- [TASK INSTRUCTIONS]:
[1] For the telehealth passage, decide whether each statement agrees with it: (a) Children with behavioral or psychiatric concerns are particularly well-suited to telehealth. (b) Trainees are taught to examine the skin only of children who have rashes. (c) Trainees peer at the retina of every adolescent with headache. Answer each with yes or no, and quote the deciding words.
[2] Answer these questions from the telehealth passage:
(a) Which three symptoms would typically have been addressed by phone?
(b) How does the more ominous mass feel, compared with the mobile lumps?
(c) What does the crisp round circle indicate?
[3] Return the portion of the telehealth passage starting with "One of the fundamental" and going on through "inside the skull.", copied word for word.

- [QUOTED PASSAGE]:
■ ■ ■ ■ ■
Some children, such as those with behavioral or psychiatric concerns, are particularly well-suited to telehealth. For them, the decision is simple. Similarly, children with symptoms we would typically have addressed by phone — runny noses, mild rashes, and low-grade fevers — may be even better cared for with a look through a video screen.

It is the patients I would previously have evaluated in the office that leave me hoping I’ve been thorough enough. I would have seen them in person for a reason. Perhaps a full set of vital signs or a complete physical exam seemed relevant to their care.

There is so much we cannot see in a video screen, so many things we cannot feel.

One of the fundamental tenets of primary care pediatrics is that children with seemingly minor illnesses can be sicker than they appear. This is why we teach our trainees to examine the skin of every child with fever, looking for tiny red dots that can indicate a life-threatening infection. This is why we show them how to knead the belly of every toddler with constipation, searching among the mobile lumps for a more ominous mass that feels smoother and fixed in place. This is why we have them darken the room and peer at the retina of every adolescent with headache, looking for the crisp round circle indicating normal pressure inside the skull.
■ ■ ■ ■ ■
- [MATERIAL PROVIDED]:
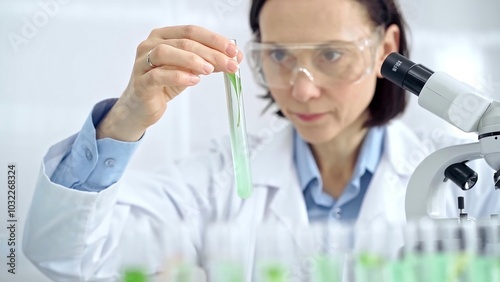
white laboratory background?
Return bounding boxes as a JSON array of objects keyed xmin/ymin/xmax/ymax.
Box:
[{"xmin": 0, "ymin": 0, "xmax": 500, "ymax": 282}]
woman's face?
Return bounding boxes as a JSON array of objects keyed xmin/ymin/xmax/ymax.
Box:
[{"xmin": 260, "ymin": 0, "xmax": 377, "ymax": 144}]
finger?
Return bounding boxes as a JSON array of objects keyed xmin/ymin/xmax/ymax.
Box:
[
  {"xmin": 150, "ymin": 25, "xmax": 237, "ymax": 58},
  {"xmin": 165, "ymin": 39, "xmax": 241, "ymax": 72},
  {"xmin": 138, "ymin": 68, "xmax": 200, "ymax": 90},
  {"xmin": 136, "ymin": 44, "xmax": 214, "ymax": 75}
]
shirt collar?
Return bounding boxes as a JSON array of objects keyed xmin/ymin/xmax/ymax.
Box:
[{"xmin": 293, "ymin": 127, "xmax": 385, "ymax": 190}]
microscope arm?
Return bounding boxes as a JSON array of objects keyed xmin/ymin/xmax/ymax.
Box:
[{"xmin": 405, "ymin": 142, "xmax": 482, "ymax": 220}]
■ ■ ■ ■ ■
- [ANSWERS TO THE EXERCISE]:
[1]
(a) Yes: "Some children, such as those with behavioral or psychiatric concerns, are particularly well-suited to telehealth."
(b) No: "we teach our trainees to examine the skin of every child with fever"
(c) Yes: "This is why we have them darken the room and peer at the retina of every adolescent with headache"

[2]
(a) Runny noses, mild rashes, and low-grade fevers.
(b) Smoother and fixed in place.
(c) Normal pressure inside the skull.

[3]
One of the fundamental tenets of primary care pediatrics is that children with seemingly minor illnesses can be sicker than they appear. This is why we teach our trainees to examine the skin of every child with fever, looking for tiny red dots that can indicate a life-threatening infection. This is why we show them how to knead the belly of every toddler with constipation, searching among the mobile lumps for a more ominous mass that feels smoother and fixed in place. This is why we have them darken the room and peer at the retina of every adolescent with headache, looking for the crisp round circle indicating normal pressure inside the skull.